- EXPLORE THE MATERIAL:
a – In the passage on NTA news errors, why does the writer say "practicing pitch" should be "practice pitch"? Answer in one to three sentences.
b – Extend the passage on NTA news errors, picking up right after its final sentence.

══ TEXT PROVIDED ══

The next three errors are from NTA Network News of May 21:
“….who presided at the occasion?” NTA correspondents should be civilized: the preposition that goes with ‘occasion’ is ‘on’ (not ‘at’)

“He said that the ministry intends to restore back…“ ‘Restore back’ shows unintelligibility. With ‘restore’, you cannot have ‘back’. We should not use words we do not understand their meanings (or implications). The English language has evolved from the old period to the modern era. Therefore, journalists must avoid Anglo-Saxon expressions.
“Each of the stadia was provided with practicing pitch.” It is not the pitches that practise as implied in the statement. Therefore, the sensible phrase ought to be ‘practice pitch.’ Lexical and semantic appropriateness demands this line of thought.

═══
══ PROVIDED INFORMATION ══

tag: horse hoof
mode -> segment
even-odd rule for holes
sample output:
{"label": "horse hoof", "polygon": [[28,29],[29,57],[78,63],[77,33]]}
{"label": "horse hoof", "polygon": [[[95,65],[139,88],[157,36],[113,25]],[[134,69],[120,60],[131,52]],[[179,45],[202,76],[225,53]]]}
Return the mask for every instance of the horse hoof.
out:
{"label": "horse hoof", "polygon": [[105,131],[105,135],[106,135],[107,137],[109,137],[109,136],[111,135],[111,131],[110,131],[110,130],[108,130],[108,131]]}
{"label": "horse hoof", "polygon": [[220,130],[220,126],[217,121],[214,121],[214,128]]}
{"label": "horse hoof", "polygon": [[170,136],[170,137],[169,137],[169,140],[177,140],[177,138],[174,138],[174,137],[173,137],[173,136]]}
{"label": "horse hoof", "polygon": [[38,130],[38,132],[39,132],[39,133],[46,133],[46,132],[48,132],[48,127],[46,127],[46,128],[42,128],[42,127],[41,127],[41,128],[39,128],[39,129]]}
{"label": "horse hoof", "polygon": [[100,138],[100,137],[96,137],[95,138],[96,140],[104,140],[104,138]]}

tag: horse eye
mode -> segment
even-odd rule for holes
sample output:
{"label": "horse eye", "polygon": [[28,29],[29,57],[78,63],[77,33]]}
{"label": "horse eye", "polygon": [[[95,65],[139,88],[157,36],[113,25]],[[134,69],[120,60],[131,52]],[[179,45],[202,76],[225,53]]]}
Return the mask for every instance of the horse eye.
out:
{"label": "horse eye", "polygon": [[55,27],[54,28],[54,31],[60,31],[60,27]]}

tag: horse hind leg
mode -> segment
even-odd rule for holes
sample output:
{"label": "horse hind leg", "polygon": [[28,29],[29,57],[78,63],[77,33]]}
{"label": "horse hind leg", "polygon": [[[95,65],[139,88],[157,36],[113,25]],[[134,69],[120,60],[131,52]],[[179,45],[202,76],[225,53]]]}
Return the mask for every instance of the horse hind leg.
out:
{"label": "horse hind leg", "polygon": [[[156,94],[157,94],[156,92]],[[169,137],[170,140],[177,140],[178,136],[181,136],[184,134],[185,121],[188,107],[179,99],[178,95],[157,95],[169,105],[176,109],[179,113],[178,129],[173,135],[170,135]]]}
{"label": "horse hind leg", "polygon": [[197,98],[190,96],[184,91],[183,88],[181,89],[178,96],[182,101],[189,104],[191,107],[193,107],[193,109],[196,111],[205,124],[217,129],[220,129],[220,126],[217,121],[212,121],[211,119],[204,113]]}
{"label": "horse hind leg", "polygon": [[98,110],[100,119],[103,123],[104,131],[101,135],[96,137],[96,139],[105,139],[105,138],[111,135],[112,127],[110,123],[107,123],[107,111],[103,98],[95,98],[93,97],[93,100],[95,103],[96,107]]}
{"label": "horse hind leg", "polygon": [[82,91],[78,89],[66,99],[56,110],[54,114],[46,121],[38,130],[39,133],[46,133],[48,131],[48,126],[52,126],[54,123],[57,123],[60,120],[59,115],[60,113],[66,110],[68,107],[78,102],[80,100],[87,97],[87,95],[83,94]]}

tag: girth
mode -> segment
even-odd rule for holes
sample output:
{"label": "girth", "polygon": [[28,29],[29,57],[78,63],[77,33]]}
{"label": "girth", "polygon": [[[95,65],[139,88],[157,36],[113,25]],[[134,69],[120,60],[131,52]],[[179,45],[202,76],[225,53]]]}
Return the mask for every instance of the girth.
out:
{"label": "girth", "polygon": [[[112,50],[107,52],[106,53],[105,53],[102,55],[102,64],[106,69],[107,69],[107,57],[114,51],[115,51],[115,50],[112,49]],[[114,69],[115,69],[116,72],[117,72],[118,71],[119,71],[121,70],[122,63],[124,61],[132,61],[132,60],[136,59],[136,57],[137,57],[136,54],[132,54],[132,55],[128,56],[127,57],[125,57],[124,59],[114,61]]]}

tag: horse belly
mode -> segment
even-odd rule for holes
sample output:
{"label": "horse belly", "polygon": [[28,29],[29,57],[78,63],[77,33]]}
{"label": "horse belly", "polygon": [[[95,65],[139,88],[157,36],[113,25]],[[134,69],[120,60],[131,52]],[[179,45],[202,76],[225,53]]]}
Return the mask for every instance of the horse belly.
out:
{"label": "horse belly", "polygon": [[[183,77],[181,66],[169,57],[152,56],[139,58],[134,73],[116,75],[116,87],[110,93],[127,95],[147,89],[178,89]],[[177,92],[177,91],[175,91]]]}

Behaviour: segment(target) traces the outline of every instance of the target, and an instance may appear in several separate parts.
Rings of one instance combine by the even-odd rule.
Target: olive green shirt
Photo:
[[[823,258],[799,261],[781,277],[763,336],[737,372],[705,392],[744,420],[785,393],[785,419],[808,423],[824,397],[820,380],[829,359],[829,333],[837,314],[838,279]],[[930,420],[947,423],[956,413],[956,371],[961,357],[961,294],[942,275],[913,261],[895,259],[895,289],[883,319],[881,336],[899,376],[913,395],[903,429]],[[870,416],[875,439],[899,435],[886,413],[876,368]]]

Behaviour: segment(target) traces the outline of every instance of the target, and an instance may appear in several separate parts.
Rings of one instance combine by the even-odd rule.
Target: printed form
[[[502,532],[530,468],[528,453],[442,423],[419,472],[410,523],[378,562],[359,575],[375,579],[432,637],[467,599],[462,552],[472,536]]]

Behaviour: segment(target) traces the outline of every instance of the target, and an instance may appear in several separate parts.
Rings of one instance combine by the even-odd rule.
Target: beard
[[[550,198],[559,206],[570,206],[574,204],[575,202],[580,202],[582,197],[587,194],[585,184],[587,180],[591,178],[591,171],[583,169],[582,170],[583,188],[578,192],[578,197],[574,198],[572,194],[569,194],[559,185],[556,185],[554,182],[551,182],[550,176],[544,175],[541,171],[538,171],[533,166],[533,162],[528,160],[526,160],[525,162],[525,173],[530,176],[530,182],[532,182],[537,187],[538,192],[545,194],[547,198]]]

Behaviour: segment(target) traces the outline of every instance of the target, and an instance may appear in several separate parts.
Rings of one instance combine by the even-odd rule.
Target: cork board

═══

- EXERCISE RESPONSES:
a – The writer says "practicing pitch" implies that the pitches themselves practice, which is not what the statement means. "Practice pitch" is therefore the sensible phrase, and the writer adds that lexical and semantic appropriateness demands it.

b –
“Captain…wedded former Miss… in Lagos over the weekend with pomp and pageantry. “ (THISDAY, March 20) ‘Pomp and pageantry’ is not an accepted phrase. The standard expression is ‘pomp and circumstance’ or ‘pomp and ceremony.’ It can simply be left as ‘pomp’. If you do not remember these forms, rephrase. At least, you can always recollect that the Nigerian creation (pomp and pageantry) is uneducated.
“Truely, Jos is a home of peace and tourism.” (DAILY NEWS, March 21) Correct form: truly
“This development is unlike in some states where education have (sic) died a natural death…” (DAILY CHAMPION, March 21) Indeed, education has died in Champion House!
“SINCE the corruption of political crisis in neighbouring Chad….” (Source: as above) This way: eruption

“PUBLIC affairs analysts of the most diverse persuasions are agreed on one thing: the world is at a crossroad. “ (Source: as above) This way: at a/the crossroads (not crossroad)
“It is therefore, (sic) noteworthy that the AU has now seen the wisdom in pooling the resources of member-states together to prevent ugly incident (sic)… “(NIGERIAN TRIBUNE, March 21) When resources are pooled, there is no need for ‘together’.
“New TV station to take-off soon” (VANGUARD, March 21) Just delete the hyphen to form a phrasal verb.
“The hopes of millions of our country-men are centred around us.” (THISDAY, March 21) ‘Centre’ admits ‘on’, ‘round,’ ‘upon’… never ‘around’.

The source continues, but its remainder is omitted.